(Stored entries)
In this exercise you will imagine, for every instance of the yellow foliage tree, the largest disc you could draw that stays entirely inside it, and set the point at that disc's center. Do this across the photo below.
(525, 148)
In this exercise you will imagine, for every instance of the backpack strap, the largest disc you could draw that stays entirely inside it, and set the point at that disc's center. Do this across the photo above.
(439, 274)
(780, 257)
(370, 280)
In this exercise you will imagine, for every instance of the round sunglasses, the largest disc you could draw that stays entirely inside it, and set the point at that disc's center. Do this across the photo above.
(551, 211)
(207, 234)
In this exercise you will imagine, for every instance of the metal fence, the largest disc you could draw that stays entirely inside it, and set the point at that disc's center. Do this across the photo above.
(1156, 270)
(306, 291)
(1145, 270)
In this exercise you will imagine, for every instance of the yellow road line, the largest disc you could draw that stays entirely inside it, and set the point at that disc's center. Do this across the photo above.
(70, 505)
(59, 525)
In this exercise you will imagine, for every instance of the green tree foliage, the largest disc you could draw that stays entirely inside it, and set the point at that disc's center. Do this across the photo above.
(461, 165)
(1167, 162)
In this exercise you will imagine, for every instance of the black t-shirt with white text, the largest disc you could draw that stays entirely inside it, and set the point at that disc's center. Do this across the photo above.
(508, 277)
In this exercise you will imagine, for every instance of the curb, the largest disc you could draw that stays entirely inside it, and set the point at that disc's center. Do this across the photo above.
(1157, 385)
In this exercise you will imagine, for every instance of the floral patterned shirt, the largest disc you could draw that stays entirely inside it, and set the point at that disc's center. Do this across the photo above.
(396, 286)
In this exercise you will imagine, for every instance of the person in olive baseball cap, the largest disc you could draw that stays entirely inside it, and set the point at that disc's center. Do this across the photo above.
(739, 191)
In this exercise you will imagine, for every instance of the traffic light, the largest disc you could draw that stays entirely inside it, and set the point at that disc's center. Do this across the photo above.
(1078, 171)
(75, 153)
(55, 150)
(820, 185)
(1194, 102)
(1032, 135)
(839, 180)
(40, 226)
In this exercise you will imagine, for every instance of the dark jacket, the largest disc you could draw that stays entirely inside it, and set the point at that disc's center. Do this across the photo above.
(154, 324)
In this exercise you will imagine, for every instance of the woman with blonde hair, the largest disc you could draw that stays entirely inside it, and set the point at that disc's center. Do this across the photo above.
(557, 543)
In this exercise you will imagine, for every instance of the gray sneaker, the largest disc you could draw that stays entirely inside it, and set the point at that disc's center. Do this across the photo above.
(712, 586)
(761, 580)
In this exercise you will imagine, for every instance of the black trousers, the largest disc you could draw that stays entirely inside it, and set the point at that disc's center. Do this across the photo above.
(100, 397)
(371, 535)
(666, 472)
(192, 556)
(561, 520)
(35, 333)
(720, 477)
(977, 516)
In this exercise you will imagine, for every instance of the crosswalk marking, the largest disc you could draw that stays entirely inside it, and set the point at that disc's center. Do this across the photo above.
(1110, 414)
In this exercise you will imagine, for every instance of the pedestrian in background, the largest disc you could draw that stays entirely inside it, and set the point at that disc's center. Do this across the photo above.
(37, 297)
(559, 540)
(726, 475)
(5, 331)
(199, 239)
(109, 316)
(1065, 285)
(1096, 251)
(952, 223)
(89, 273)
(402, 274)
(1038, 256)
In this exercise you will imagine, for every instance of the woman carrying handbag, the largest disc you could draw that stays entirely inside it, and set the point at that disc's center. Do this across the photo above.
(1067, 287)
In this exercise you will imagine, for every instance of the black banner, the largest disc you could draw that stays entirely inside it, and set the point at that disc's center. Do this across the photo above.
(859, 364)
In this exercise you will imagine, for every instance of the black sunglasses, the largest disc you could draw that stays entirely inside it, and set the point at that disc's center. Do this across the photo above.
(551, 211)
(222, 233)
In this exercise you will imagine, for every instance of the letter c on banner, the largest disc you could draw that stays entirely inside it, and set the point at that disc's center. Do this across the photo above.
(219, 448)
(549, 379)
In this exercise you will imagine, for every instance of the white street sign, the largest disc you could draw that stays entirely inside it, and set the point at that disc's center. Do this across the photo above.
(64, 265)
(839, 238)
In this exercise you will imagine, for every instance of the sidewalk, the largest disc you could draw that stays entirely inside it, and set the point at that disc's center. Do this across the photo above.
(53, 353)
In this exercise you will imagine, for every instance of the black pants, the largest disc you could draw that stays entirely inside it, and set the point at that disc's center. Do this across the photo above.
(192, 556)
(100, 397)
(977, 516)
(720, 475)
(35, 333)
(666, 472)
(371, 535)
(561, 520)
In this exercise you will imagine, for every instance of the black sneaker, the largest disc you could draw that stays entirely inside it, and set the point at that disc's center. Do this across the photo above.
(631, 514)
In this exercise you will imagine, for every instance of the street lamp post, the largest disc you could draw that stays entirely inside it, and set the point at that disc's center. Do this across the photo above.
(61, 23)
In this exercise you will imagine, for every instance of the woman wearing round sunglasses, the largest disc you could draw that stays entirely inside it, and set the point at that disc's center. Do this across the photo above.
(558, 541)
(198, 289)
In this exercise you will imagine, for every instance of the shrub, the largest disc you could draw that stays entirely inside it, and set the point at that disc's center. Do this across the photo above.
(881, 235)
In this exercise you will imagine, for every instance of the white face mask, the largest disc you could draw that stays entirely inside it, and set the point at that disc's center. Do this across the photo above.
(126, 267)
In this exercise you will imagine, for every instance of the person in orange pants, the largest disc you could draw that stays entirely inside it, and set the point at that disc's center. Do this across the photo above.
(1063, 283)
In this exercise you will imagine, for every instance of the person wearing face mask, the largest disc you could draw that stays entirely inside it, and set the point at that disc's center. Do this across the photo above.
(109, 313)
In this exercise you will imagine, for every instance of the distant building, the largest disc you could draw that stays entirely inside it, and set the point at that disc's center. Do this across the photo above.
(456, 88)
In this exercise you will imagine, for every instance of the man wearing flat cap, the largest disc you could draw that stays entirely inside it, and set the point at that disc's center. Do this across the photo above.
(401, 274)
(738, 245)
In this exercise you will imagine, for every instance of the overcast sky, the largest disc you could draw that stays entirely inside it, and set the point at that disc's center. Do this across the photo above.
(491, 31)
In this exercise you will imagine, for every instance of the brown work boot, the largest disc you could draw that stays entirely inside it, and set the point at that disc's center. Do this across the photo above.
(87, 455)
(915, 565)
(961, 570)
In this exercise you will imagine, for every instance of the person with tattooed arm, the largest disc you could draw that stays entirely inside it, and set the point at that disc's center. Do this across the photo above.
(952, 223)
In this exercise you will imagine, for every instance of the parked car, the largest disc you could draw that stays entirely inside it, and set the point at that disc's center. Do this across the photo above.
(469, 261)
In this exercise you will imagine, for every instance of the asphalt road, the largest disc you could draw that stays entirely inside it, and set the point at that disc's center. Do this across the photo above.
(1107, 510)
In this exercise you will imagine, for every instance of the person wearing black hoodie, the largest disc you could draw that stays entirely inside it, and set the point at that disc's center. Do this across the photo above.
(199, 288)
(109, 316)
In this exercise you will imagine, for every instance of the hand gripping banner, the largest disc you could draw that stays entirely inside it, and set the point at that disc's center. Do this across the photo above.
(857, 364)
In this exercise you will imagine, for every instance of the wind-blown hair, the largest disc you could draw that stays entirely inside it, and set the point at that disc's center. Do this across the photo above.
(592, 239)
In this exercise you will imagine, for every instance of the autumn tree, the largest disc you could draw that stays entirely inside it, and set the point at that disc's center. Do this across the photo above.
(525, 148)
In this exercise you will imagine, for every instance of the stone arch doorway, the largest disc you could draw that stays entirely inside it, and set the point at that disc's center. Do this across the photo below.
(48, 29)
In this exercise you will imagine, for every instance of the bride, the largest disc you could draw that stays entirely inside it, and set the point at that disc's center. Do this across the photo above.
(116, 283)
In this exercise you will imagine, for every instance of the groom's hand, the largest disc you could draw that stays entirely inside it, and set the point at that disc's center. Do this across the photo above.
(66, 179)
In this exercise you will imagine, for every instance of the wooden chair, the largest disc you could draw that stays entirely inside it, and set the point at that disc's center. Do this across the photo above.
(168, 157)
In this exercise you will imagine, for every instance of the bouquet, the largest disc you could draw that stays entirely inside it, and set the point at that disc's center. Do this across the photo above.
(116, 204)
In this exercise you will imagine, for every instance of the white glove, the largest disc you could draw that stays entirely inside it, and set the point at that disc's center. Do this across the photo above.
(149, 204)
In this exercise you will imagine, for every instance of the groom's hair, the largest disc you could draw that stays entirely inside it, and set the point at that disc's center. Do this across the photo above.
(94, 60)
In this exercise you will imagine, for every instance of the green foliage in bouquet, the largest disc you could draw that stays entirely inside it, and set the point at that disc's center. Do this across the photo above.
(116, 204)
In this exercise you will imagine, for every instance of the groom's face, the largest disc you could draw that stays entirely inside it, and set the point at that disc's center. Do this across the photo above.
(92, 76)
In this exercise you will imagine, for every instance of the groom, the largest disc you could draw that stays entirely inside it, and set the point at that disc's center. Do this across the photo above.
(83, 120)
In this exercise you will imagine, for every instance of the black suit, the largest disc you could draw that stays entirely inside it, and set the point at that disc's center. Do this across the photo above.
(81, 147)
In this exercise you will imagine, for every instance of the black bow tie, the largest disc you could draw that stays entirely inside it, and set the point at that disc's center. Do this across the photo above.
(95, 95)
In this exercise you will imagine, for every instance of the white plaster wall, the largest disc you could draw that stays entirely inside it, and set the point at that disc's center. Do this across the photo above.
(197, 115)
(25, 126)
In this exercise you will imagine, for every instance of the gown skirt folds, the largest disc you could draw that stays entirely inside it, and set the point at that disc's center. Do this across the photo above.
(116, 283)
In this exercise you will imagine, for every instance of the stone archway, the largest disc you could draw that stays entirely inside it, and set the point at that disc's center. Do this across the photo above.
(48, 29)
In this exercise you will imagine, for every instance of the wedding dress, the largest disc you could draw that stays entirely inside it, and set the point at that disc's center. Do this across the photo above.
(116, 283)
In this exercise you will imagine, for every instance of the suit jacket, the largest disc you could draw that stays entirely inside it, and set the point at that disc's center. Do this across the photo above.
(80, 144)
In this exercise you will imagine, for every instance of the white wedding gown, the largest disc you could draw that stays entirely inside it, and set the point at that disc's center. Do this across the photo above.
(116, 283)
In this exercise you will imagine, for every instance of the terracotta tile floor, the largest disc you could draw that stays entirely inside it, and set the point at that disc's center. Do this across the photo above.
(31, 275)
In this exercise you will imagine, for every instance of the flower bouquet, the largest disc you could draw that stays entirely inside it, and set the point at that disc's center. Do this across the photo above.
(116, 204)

Given task: Quote only the lines from the line containing "the black bow" through the end of the listing, please, keeping both the first and the last line.

Solution for this exercise:
In this exercise you will imagine, for every instance of the black bow tie, the largest disc you could draw that stays entirely inside it, and set the point at that disc's center. Do this across the photo above.
(95, 95)
In this exercise you will imagine, for every instance of the white plaster wall, the largest disc you could draw that stays entirely inside it, and set the point at that disc's center. Do this across the photo above.
(197, 115)
(25, 126)
In this exercise you will imagine, for every instance of the gown skirt folds, the largest disc you could draw that stays entirely inside it, and set the point at that disc's center. Do this across the photo above.
(116, 283)
In this exercise you will imagine, for every instance of the stone archway, the largest disc you could draw that stays entirely inside it, and set the point at that disc's center. Do this across the photo above.
(48, 29)
In this exercise you will imagine, for every instance of the wedding dress, the largest disc you could draw that stays entirely inside it, and set the point at that disc's center. Do this across the photo above.
(116, 283)
In this exercise you will imagine, for every instance of the suit jacket, the largest disc you could draw that stays entirely inside it, and set the point at that disc's center. Do this across the photo above.
(80, 144)
In this exercise you will imagine, for every instance of the white wedding gown, the largest disc you could draw that stays entirely inside it, and set the point at that disc's center. Do this across the photo above.
(116, 283)
In this exercise you will imagine, for every instance of the terracotta tile floor, the largest disc you could draw that stays entirely inside it, and set the point at that disc's center. Do this across the photo above.
(31, 275)
In this exercise you will imagine, for every instance of the flower bouquet, the largest disc you could draw that stays entirely inside it, and set the point at that disc's center. Do this across the photo above.
(116, 204)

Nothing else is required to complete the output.